_The request_. From the records below, extract the part that opens with the line containing "If you could point at the white door" and runs through the end of the records. Reproduce those lines without any change.

_Records contained in a dataset_.
········
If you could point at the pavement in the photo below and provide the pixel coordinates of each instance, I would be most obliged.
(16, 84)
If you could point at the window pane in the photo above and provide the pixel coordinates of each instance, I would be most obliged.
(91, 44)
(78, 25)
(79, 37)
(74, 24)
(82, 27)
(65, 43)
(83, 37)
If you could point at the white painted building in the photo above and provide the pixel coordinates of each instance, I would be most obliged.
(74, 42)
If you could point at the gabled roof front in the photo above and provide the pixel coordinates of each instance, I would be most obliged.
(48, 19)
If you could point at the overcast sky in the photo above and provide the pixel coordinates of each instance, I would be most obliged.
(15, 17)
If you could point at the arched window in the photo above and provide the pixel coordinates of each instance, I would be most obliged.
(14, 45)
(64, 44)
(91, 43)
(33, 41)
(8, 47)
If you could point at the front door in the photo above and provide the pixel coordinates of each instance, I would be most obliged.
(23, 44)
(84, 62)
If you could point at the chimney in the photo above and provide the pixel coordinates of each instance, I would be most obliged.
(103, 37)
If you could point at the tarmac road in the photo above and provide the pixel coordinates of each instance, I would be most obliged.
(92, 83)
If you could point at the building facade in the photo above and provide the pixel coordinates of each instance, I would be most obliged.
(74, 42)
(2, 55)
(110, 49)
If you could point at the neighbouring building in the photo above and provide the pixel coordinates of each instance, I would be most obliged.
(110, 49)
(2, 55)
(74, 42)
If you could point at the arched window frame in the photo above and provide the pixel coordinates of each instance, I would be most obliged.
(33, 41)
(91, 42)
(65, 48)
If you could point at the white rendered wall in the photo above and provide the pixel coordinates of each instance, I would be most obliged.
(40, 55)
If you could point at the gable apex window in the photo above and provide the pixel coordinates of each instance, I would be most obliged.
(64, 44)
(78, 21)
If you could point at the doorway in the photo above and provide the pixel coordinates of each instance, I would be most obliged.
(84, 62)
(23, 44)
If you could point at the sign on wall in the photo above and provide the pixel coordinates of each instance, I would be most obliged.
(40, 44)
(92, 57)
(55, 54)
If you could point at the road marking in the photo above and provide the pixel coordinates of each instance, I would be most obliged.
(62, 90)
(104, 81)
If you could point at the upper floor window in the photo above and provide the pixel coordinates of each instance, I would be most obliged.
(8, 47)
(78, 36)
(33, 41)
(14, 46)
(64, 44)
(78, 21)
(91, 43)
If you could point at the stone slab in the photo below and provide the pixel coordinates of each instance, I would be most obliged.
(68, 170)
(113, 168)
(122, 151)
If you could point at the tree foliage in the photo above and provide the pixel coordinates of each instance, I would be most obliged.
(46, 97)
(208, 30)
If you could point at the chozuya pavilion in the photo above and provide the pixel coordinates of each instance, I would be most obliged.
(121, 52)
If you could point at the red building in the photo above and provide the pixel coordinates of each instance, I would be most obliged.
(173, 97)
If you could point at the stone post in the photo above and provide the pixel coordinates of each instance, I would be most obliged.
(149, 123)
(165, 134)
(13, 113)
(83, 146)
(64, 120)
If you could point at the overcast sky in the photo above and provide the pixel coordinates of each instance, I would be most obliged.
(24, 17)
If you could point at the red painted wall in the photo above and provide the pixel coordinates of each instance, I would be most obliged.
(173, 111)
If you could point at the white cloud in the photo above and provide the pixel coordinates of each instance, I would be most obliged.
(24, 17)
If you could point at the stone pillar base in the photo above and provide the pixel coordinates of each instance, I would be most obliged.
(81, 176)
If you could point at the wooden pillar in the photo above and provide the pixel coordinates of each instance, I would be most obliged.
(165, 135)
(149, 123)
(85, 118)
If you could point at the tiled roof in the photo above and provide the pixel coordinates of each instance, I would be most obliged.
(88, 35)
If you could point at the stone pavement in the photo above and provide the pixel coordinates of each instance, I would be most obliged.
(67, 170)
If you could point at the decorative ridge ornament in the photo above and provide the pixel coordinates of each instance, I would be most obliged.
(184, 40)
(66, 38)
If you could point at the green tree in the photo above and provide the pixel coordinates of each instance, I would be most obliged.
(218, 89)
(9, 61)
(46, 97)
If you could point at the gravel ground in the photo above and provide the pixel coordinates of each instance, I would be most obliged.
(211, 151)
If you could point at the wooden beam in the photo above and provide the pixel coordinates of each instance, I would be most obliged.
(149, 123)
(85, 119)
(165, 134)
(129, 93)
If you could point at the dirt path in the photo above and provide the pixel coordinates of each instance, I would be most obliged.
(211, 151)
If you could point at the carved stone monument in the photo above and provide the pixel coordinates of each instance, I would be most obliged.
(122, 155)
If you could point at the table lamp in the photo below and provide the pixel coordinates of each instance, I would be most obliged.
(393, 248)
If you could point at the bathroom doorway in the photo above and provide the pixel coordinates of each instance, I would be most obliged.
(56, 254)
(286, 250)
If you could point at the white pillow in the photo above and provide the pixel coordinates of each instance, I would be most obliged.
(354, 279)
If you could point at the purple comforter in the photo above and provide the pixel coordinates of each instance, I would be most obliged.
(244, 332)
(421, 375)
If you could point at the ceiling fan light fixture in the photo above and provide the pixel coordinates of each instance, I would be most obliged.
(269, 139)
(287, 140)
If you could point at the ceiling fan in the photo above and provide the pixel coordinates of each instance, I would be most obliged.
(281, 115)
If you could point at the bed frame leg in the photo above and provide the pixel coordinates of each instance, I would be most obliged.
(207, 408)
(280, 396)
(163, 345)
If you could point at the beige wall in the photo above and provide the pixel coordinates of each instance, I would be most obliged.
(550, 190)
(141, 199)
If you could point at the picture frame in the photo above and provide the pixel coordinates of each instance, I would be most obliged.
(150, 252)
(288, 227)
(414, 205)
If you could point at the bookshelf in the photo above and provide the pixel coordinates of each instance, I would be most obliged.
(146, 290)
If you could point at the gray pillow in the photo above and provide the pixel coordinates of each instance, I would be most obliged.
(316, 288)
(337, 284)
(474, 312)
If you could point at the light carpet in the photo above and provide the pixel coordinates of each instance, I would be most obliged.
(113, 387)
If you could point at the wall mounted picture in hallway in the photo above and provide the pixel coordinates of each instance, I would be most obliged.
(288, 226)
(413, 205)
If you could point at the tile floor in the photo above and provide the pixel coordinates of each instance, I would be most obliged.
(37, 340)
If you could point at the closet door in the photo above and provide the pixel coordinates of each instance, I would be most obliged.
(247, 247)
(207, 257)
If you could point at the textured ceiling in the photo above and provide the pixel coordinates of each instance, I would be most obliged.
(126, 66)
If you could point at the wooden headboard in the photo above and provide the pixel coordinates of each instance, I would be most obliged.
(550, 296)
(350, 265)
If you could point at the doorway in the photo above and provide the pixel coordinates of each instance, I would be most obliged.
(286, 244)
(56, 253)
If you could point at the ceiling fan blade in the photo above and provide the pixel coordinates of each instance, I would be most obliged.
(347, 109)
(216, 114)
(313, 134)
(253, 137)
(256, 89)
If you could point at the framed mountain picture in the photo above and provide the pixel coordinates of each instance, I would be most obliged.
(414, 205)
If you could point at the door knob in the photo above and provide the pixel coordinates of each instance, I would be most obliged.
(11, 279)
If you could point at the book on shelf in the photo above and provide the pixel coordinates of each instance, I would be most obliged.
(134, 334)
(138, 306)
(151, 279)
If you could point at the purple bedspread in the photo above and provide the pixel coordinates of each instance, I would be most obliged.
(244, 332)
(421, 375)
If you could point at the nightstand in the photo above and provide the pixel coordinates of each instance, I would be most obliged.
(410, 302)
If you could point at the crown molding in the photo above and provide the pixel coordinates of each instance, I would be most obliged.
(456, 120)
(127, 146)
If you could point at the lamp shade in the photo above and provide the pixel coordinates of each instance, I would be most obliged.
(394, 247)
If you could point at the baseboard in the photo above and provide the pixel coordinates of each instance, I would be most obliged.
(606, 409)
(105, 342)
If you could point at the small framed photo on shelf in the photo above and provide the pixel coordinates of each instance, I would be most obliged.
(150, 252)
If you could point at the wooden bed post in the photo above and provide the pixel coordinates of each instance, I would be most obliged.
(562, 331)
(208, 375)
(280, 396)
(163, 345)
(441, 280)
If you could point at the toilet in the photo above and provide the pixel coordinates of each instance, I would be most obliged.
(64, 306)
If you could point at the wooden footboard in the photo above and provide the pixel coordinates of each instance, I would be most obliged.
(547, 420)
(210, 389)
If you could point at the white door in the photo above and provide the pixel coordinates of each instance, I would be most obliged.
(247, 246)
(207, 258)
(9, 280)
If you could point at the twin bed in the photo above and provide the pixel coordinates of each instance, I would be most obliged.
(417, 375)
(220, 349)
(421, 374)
········
_Result_.
If you could point at the white door in the photo above and provide the pixel coordinates of each instance, I would be most obliged.
(247, 246)
(207, 258)
(9, 280)
If you could point at the twin bed in the photo above and provide the pixel coordinates of each instance, I would be most obliged.
(417, 375)
(220, 349)
(421, 374)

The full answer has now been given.